Document text:
● ● ● ● ●

I looked into this bug. It is a side effect of the following commit:
revno: 111638
fixes bug: http://debbugs.gnu.org/13522
committer: Glenn Morris <rgm@gnu.org>
branch nick: trunk
timestamp: Wed 2013-01-30 22:35:45 -0800
message:
Reduce delay between backing up a file and saving new version
* lisp/files.el (basic-save-buffer-2):
Choose coding system for writing the file before backing it up.
* src/fileio.c (choose_write_coding_system): Make it callable from Lisp.
(Fwrite_region): If coding-system-for-write is set, don't call
choose_write_coding_system.
Move the last piece of choose_write_coding_system here.
(syms_of_fileio): Add choose-write-coding-system.
That commit determines the encoding using the .gz file name, which of
course yields no-conversion. Thus jka-compr is forced to use
no-conversion when it writes a temporary file to be submitted to gzip.
I can fix that with the simple changes at the end of this message.

● ● ● ● ●

Given data:
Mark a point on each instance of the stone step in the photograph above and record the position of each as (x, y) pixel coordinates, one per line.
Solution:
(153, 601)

● ● ● ● ●

What to do:
Decide whether each statement below agrees with the bug report above. Answer yes or no for each, and quote the words of the report that decide it.
1. The commit was made on the trunk branch.
2. The commit chooses the coding system for writing the file after backing the file up.
3. Determining the encoding from the .gz file name yields no-conversion.

Output for this exercise:
1. Yes: "branch nick: trunk"
2. No: "Choose coding system for writing the file before backing it up."
3. Yes: "That commit determines the encoding using the .gz file name, which of course yields no-conversion."